*WHAT THE EXERCISE ASKS*: Pull every line that holds the word "roof" from the entries.

[[ DATASET RECORDS open ]]

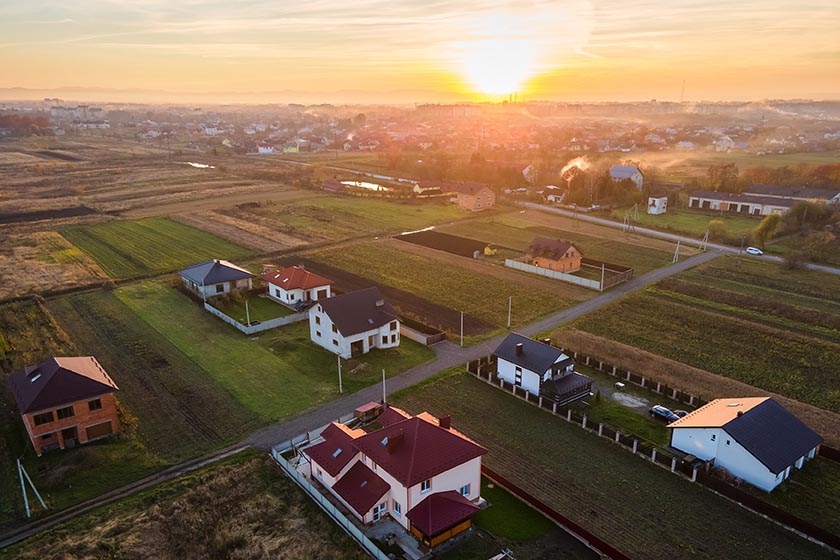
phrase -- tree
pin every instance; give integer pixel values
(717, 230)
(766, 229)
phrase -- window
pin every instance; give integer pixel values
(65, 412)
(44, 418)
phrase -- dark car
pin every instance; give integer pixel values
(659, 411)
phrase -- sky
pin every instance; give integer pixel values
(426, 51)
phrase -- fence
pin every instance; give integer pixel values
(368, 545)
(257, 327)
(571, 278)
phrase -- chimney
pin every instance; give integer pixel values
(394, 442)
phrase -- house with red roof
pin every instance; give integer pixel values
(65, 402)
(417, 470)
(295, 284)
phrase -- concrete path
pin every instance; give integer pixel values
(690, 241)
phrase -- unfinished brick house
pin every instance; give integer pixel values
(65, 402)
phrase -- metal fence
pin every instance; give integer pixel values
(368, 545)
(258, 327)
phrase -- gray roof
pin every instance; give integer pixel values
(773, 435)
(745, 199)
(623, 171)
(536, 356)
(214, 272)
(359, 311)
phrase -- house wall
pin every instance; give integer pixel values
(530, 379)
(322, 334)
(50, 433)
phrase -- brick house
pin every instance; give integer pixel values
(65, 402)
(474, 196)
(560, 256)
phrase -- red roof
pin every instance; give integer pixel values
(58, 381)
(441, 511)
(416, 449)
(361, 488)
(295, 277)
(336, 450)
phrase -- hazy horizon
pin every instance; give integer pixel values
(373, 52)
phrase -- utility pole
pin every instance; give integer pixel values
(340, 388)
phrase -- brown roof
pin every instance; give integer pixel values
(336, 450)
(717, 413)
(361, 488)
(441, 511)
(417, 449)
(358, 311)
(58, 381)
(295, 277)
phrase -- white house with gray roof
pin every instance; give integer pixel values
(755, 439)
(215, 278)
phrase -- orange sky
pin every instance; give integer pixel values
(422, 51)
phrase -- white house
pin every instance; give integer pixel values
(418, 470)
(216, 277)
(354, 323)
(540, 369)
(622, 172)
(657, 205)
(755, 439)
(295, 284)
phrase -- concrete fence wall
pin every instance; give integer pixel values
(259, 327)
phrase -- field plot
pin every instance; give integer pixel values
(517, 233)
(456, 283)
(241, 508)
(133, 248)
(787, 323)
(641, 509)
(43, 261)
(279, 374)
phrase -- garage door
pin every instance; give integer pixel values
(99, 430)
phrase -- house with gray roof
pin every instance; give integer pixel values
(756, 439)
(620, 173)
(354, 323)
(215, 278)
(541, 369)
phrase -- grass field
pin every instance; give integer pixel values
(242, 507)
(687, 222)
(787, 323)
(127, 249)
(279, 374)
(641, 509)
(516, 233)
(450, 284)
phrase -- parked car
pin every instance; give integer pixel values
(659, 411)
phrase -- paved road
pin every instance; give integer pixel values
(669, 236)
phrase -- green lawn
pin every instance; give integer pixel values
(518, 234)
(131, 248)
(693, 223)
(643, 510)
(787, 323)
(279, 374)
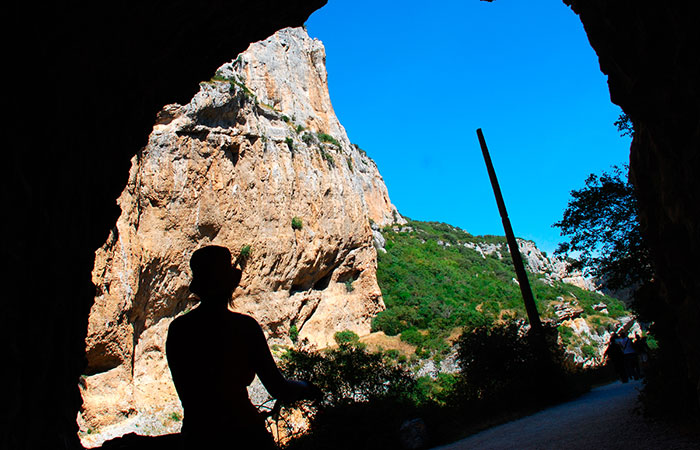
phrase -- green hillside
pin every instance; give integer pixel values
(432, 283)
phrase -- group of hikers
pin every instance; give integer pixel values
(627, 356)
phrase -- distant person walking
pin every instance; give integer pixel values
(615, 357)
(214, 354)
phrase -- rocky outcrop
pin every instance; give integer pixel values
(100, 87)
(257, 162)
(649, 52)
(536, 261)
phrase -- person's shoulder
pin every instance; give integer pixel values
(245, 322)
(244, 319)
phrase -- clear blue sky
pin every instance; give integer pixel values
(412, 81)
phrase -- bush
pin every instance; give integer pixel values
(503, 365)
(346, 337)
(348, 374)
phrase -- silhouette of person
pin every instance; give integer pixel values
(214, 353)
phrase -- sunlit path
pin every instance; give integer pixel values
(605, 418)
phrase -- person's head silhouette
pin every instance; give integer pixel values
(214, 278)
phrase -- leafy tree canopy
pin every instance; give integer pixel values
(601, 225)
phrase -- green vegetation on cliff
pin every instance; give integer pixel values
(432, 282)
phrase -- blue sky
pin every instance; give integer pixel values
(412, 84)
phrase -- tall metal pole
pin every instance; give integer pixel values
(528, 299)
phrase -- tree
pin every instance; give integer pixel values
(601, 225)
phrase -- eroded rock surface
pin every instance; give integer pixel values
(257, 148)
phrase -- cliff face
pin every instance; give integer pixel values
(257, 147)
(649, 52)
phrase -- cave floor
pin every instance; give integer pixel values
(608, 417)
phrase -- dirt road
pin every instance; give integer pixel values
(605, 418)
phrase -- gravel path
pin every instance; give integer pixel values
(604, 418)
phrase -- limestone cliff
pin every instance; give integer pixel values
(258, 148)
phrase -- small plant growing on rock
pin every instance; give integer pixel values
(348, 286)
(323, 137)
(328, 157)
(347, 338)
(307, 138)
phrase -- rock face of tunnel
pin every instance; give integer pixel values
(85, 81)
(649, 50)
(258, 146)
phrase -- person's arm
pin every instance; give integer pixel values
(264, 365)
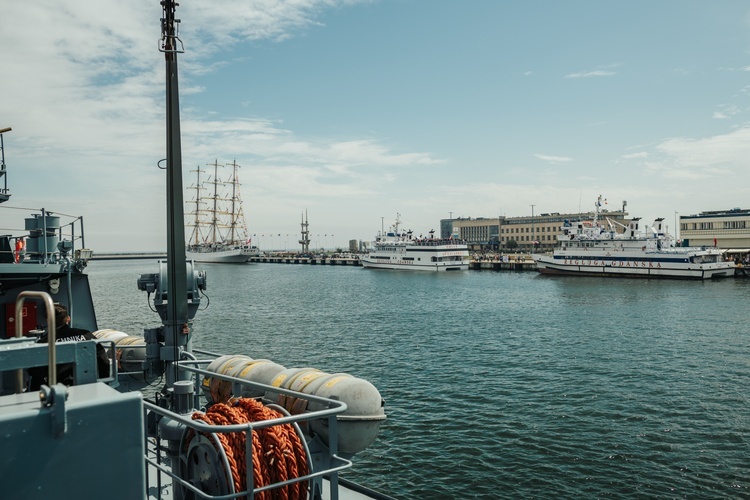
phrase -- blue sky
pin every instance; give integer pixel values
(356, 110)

[[ DATASET RECORDS closed ]]

*WRITTEN REPLY*:
phrase -- house with red roof
phrase -- gray roof
phrase -- red roof
phrase -- brown roof
phrase -- white house with gray roof
phrase -- house with gray roof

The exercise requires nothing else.